THE PROBLEM> The full listing should be transcribed verbatim.

EXERCISE DATA>
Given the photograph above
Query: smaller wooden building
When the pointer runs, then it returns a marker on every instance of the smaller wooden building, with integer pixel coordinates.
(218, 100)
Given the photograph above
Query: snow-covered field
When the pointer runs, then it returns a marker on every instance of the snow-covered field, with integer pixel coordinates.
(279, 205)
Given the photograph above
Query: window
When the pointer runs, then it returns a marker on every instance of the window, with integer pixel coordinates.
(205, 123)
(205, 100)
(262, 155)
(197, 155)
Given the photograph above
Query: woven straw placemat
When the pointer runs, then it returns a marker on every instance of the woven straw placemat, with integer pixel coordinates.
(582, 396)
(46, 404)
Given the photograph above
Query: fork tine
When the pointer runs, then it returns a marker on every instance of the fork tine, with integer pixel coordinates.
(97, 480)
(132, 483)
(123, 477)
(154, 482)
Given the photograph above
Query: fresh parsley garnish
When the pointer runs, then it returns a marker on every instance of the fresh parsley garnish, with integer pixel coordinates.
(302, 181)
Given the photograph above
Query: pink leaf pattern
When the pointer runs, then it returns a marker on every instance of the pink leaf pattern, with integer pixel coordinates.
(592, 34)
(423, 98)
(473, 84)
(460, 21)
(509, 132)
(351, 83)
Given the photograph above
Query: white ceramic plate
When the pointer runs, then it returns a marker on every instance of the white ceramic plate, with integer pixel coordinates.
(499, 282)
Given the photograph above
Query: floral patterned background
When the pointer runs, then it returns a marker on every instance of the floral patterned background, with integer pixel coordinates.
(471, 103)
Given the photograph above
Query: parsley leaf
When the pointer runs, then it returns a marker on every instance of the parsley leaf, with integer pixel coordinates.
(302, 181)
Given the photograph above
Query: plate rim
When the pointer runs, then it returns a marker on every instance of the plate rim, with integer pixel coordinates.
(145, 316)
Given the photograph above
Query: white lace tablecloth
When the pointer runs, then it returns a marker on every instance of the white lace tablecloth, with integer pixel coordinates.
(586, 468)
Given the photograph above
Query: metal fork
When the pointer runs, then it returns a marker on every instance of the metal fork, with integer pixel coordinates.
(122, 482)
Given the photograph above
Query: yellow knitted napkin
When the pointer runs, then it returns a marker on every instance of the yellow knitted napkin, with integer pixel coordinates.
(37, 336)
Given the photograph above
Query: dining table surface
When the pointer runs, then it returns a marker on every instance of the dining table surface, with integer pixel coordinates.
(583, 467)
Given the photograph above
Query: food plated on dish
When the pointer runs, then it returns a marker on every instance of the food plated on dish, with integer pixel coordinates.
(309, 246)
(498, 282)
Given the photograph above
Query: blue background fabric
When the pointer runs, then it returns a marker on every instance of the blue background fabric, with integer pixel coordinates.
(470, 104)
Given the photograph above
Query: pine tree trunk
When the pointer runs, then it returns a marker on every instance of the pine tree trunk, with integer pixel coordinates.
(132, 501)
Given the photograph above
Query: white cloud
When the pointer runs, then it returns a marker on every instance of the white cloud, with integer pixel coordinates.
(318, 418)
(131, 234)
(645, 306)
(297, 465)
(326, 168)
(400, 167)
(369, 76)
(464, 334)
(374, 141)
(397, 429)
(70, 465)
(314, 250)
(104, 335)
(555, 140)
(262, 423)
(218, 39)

RESPONSE AREA>
Given the photograph above
Query: smaller wooden building
When the pointer runs, then it returns a marker on every instance of the smaller wooden building, with integer pixel coordinates.
(218, 100)
Given the photograph above
Query: snow-covered field
When the pointer runs, then it returns a marker on every instance of the snow-covered field, with integer pixel coordinates.
(279, 205)
Given the photograph above
Query: window
When the pointer runs, then it returns a marker on every instance of the window, with integer pixel coordinates.
(205, 123)
(205, 100)
(262, 155)
(197, 155)
Given the photograph above
Query: woven straw placemat
When the pointer runs, then it returns a marker on every instance of the woven straw placemat, with integer pixel coordinates.
(582, 396)
(46, 404)
Given the photograph above
Query: fork tine
When the pointer runs, then it returns a marker on every instance of the fork tine, with integer pixel coordinates.
(97, 480)
(132, 483)
(123, 477)
(154, 482)
Given the photograph above
Query: fresh parsley garnish
When the pointer runs, then it returns a marker on every instance of the fresh parsley garnish, with integer pixel coordinates.
(302, 181)
Given the photograph above
Query: pink leaf pattern
When the pointer runs, then it returns a marker on every instance of the pink leaf pattern, with integer pixel coordinates.
(592, 34)
(423, 98)
(473, 84)
(460, 21)
(509, 132)
(351, 83)
Given the photograph above
Query: white ceramic plate
When the pointer runs, then it returns a marker on every instance of the white ceramic plate, with integer pixel coordinates.
(499, 282)
Given the photograph above
Query: floral patterned background
When the pointer runs, then it returns a marker on every instance of the floral patterned background, with integer pixel coordinates.
(471, 103)
Given the photograph above
Query: parsley leaf
When the pointer runs, then it returns a marker on every instance of the parsley leaf, with integer pixel coordinates.
(302, 181)
Given the photograph above
Query: plate rim
When the pointer runs, then it returns a marker on every instance of the plate rim, with integer pixel coordinates.
(145, 316)
Given the photograph above
Query: white lace tablecloth
When the pointer runs, then it returns a marker on every instance of the white lace tablecloth, with integer pixel coordinates.
(586, 468)
Given the photograph above
Query: metal fork
When the pointer runs, then it returns a marker on every instance of the metal fork, with integer pixel coordinates.
(122, 482)
Given the photograph above
Query: yellow knitted napkin
When the pointer runs, then it returns a marker on every instance of the yellow knitted napkin, with integer pixel coordinates.
(37, 336)
Given the photograph above
Query: dining table surface
When the pointer runs, then it returns a marker on every instance of the dining table surface, with integer pixel coordinates.
(583, 467)
Given the photograph above
Query: food plated on dish
When the pointer runs, then it returns a marker on every instance of the food plated on dish, with integer pixel coordinates.
(309, 246)
(498, 282)
Given the photograph above
Query: blue background fabric
When the pointer runs, then it returns a marker on every instance of the blue background fabric, with integer pixel coordinates.
(470, 104)
Given the photograph above
Query: pine tree trunk
When the pointer runs, then it returns a marker on every instance of the pine tree trunk, with integer pixel coordinates.
(132, 501)
Given the photograph above
Query: white cloud
When the pointer runs, then it returns a marker on every instance of the white cloud, with integer pixel coordinates.
(318, 418)
(131, 234)
(645, 306)
(297, 465)
(326, 168)
(400, 167)
(369, 76)
(464, 334)
(374, 141)
(397, 429)
(70, 465)
(314, 250)
(104, 335)
(555, 140)
(262, 423)
(218, 39)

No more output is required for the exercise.